### Task statement
In the listing below, format the part that opens with the line containing "As a courtesy, could you identify the rocky" and runs through the end as a JSON list of strings, one string per line, with blank lines and pictures left out.

### Input
□ □ □ □ □ □ □

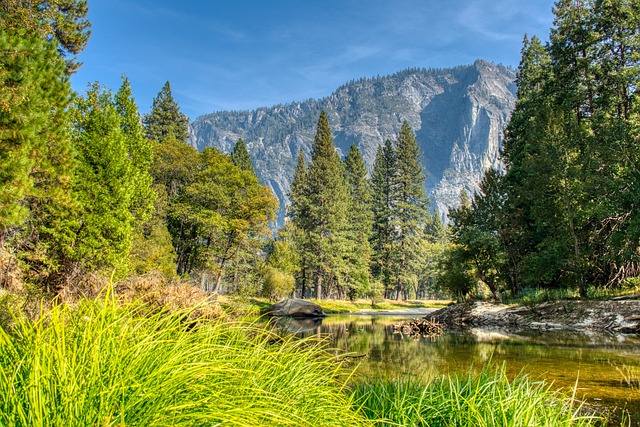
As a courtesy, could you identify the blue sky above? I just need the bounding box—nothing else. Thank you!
[71,0,553,119]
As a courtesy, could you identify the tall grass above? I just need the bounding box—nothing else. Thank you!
[0,296,364,427]
[353,368,601,427]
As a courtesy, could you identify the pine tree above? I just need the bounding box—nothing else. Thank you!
[231,138,256,174]
[0,0,91,75]
[370,140,396,298]
[0,28,75,290]
[74,83,136,273]
[285,148,312,298]
[144,82,189,142]
[344,144,372,299]
[114,77,156,224]
[307,111,348,298]
[168,148,278,292]
[392,121,429,300]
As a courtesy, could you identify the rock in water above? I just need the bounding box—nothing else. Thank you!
[269,298,326,317]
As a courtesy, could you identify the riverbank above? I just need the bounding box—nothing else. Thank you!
[428,300,640,334]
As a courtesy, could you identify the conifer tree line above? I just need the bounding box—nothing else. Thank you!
[447,0,640,297]
[0,0,277,293]
[6,0,640,300]
[288,112,446,299]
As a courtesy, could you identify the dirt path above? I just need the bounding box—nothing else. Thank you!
[428,300,640,334]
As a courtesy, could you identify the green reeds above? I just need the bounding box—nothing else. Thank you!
[0,296,370,427]
[353,368,598,427]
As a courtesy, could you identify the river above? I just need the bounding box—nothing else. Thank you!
[274,315,640,426]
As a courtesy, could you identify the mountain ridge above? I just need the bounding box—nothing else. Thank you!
[190,60,516,224]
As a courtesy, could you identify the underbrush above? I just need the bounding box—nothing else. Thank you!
[0,295,365,427]
[353,368,602,427]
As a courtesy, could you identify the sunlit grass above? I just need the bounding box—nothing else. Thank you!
[0,290,370,427]
[354,369,602,427]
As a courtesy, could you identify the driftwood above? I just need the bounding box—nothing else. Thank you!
[393,319,444,338]
[609,294,640,301]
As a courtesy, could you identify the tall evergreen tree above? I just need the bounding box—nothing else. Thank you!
[0,0,91,74]
[231,138,256,174]
[169,148,278,292]
[0,27,75,288]
[458,0,640,295]
[371,140,397,298]
[287,148,312,298]
[114,77,156,224]
[73,83,137,272]
[144,82,189,142]
[392,121,429,299]
[307,111,348,298]
[344,144,372,298]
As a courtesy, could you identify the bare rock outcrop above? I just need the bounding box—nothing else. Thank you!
[428,300,640,334]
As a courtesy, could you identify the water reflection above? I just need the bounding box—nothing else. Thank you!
[287,315,640,425]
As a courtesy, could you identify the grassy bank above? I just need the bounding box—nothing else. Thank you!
[217,296,451,316]
[0,290,608,427]
[0,298,366,427]
[353,369,601,427]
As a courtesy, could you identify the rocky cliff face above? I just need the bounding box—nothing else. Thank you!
[191,60,516,227]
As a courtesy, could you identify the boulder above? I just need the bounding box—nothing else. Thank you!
[269,298,326,318]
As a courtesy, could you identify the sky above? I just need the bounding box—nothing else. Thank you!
[71,0,553,120]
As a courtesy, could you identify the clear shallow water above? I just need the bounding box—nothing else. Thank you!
[274,315,640,426]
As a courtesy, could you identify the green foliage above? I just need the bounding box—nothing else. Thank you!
[0,0,91,74]
[144,82,189,142]
[344,145,373,299]
[0,29,77,290]
[289,111,350,298]
[436,244,476,301]
[0,295,367,427]
[262,265,296,301]
[114,77,157,224]
[73,79,156,280]
[354,367,602,427]
[129,184,176,278]
[450,169,507,300]
[450,0,640,297]
[371,140,396,296]
[391,121,429,299]
[0,28,71,234]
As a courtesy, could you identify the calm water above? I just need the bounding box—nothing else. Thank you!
[274,315,640,426]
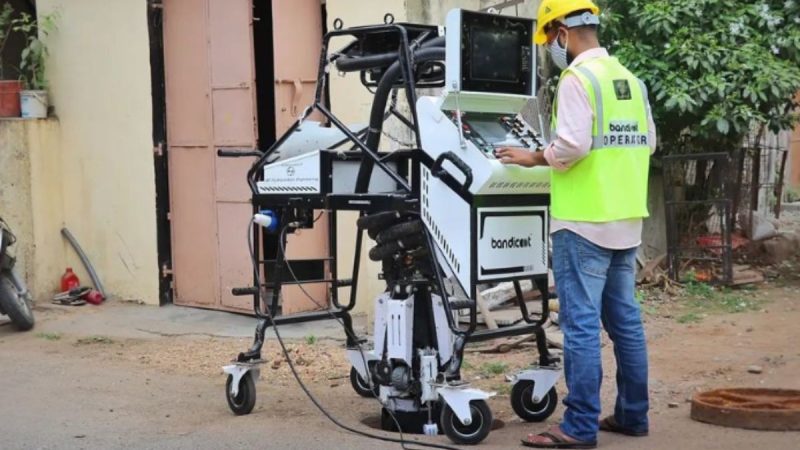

□ □ □ □ □ □ □

### Answer to the problem
[
  "As a courtesy, could you identify the rocky cliff face above? I just need the bounding box—nothing else. Thank you!",
  "[191,60,516,227]",
  "As a courtesy, could you identify the boulder above? I just need the bounding box—nothing else. Thank you!",
  "[269,298,326,318]",
  "As a courtesy, could you identify the sky above? I just need the bounding box—nothing else. Thank you!",
  "[71,0,553,120]",
  "As a courtesy, could you identify the clear shallow water above? I just need the bounding box—nothing else. Thank you!",
  "[274,315,640,426]",
  "As a courtesy, could you identify the green foliage above? I just need the bounding box—nothing else. Thank you!",
  "[0,0,91,74]",
  "[144,82,189,142]",
  "[344,145,373,299]",
  "[0,29,77,290]",
  "[289,111,350,298]",
  "[436,244,476,301]",
  "[0,295,367,427]",
  "[262,265,296,301]",
  "[114,77,157,224]",
  "[73,79,156,280]",
  "[354,367,602,427]",
  "[129,184,176,278]",
  "[450,169,507,300]",
  "[450,0,640,297]",
  "[371,140,396,296]",
  "[391,121,429,299]",
  "[0,28,71,234]",
  "As a courtesy, could you identify the calm water above? I just need the bounding box—nothing else. Thank you!",
  "[274,315,640,426]"
]